*** Opening of TEXT BLOCK ***

Shaun Lucas
Opinion Editor

Last week, company founders announced that the mobile-exclusive streaming service Quibi will shut down in December. The service launched in April, meaning the service had a shorter life span than the Covid-19 pandemic. Quibi is yet another business which struggled during the economic recession of 2020. Although, Quibi certainly wasn’t a local business with little funding. The service was not only co-founded by entertainment industry titans, Jeffrey Katzenberg and Meg Whitman, but also had nearly $2 billion in investor funding, according to The Verge.

Quibi was an app that featured original series, with weekly new episodes of the varied programs. The ability to consistently release content is not only due to high funds and the app’s pre-production, but also due to each episode lasting 10 minutes or less. The gimmick was the service’s exclusivity to cell phones and tablets, intended as an outlet for short, easily-consumable shows while away from home. Quibi subscribers either paid $5 monthly for base membership, or $8 monthly to watch without advertisements.

I vividly remember the last media I saw from Quibi; an advertisement for an exclusive show titled “Dummy.” The show starred Anna Kendrick as Cody, a young adult struggling to maintain a relationship. Somehow, Cody’s boyfriend’s sex doll comes to life, attempting bond with Cody. The series then follows Cody and the doll driving together around the country.

As a fan of bizarre media, I cannot say there isn’t an audience for this strange type of content. With billions in funding to establish a legitimate service, however, it’s ludicrous that the only advertised Quibi content I remember is about Anna Kendrick and a talking sex doll. That, and the advertisements with celebrities awkwardly using phrases such as, “I’ll be done in a ‘Quibi.’”

To be fair, I myself didn’t subscribe to Quibi’s services, only monitoring advertisements to see if any new content on the service interested me. In addition, I prefer watching feature films to episodic series. Understanding that I may not have been Quibi’s intended audience, I’m still confused who exactly is this audience: who wants to pay to watch unmemorable content in an inconvenient manner?

To clarify the app’s inconvenience: Quibi truly is only accessible on handheld devices: the service cannot be streamed on televisions, consoles, nor laptops. Even if there’s content that one would appreciate, it would all be restricted on limited devices. Plus, if you enjoy watching shows with your friends, it’d be difficult if the shows only play on such small screens. I’ve read this strict exclusivity is so shows can use both landscape and portrait mode based on the orientation of the viewer’s device. Ironically, this adjustment for convenience leads to a string of glaring inconveniences.

*** Close of TEXT BLOCK ***
*** Opening of DATA LISTING ***

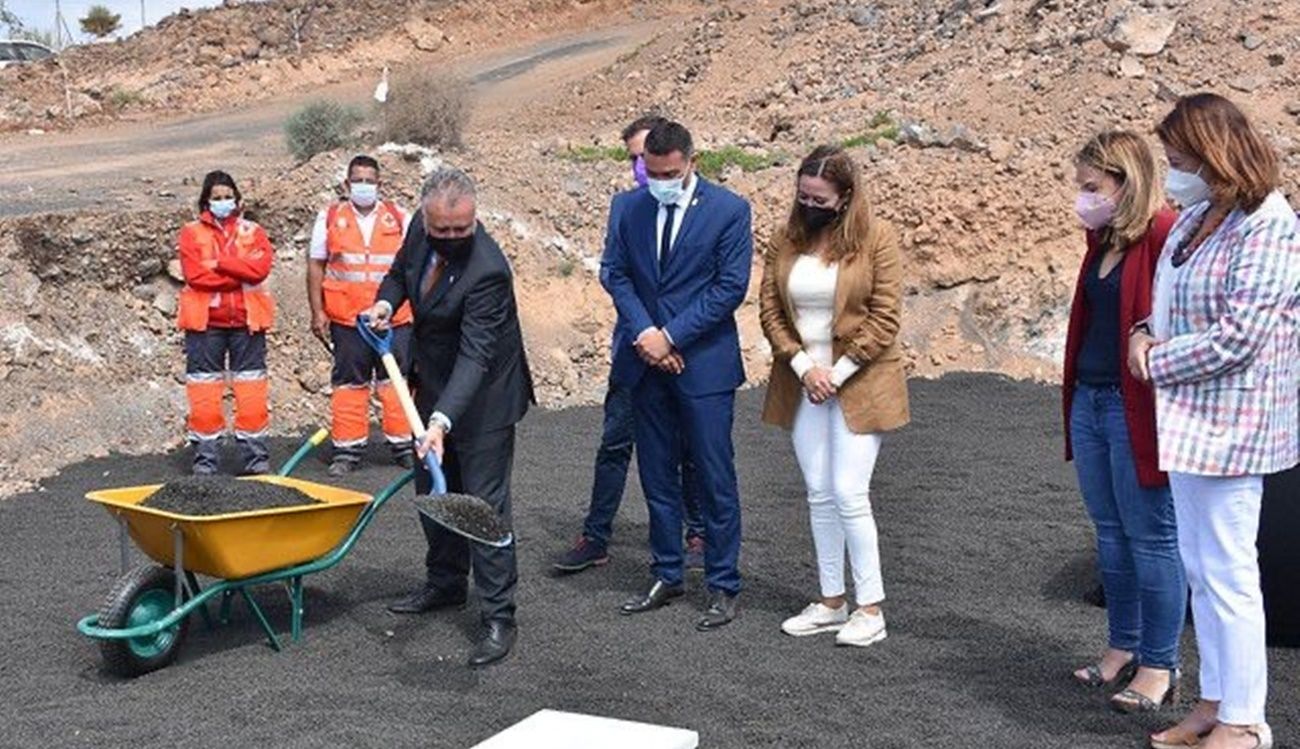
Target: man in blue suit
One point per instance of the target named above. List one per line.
(677, 267)
(614, 455)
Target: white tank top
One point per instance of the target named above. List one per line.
(811, 289)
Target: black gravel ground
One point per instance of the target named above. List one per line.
(200, 496)
(986, 551)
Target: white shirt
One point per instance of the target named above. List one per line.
(364, 221)
(1162, 297)
(811, 289)
(683, 204)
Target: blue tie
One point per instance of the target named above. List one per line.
(666, 241)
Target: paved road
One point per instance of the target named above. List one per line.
(986, 559)
(102, 168)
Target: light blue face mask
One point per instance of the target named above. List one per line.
(667, 191)
(1187, 189)
(363, 194)
(221, 208)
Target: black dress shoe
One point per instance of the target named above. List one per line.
(427, 600)
(495, 644)
(658, 596)
(722, 610)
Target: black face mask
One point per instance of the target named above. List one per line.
(815, 217)
(451, 249)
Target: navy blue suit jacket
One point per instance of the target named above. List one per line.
(622, 336)
(696, 295)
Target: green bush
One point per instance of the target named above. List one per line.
(589, 154)
(713, 163)
(428, 108)
(320, 126)
(882, 126)
(710, 163)
(121, 98)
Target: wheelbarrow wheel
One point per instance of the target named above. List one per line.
(144, 594)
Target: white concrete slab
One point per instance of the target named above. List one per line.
(557, 730)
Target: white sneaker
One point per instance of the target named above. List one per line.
(862, 630)
(817, 618)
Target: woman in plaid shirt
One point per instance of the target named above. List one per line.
(1221, 351)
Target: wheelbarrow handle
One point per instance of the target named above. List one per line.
(311, 444)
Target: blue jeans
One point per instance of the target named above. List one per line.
(1136, 533)
(611, 472)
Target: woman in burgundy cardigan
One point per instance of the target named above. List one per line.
(1110, 423)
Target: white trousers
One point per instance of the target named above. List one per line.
(1218, 522)
(837, 467)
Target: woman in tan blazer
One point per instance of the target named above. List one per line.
(831, 304)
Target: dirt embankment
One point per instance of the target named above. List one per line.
(242, 52)
(965, 116)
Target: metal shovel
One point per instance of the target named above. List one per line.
(462, 514)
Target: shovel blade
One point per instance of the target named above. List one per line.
(466, 515)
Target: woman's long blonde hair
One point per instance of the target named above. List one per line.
(1243, 164)
(1125, 155)
(852, 229)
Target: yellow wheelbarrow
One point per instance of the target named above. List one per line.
(144, 619)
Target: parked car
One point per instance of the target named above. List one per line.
(16, 51)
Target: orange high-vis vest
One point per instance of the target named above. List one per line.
(354, 272)
(195, 303)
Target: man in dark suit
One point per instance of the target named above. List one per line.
(471, 384)
(677, 267)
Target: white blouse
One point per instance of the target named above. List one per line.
(811, 289)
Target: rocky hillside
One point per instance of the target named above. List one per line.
(243, 51)
(965, 115)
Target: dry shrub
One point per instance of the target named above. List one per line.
(427, 107)
(320, 126)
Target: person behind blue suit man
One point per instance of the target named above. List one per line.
(677, 265)
(614, 455)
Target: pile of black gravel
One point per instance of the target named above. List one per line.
(986, 548)
(466, 514)
(222, 494)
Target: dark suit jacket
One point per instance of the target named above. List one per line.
(467, 346)
(696, 295)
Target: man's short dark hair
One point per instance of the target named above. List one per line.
(363, 161)
(667, 137)
(644, 122)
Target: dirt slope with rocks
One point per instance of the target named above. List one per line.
(239, 52)
(965, 116)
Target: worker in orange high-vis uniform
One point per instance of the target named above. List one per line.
(354, 243)
(225, 312)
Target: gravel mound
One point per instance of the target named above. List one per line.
(221, 494)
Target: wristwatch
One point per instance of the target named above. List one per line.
(440, 420)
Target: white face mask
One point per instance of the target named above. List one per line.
(363, 194)
(667, 191)
(1186, 187)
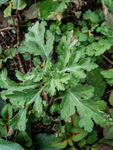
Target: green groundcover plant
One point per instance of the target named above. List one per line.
(60, 100)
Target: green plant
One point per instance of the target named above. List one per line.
(62, 89)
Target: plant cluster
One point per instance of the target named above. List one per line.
(62, 98)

*** Close of DATA LISTING ***

YOUR GOAL: According to the opinion piece about Quibi, how much did subscribers pay each month to watch without advertisements?

EXPECTED ANSWER: $8 per month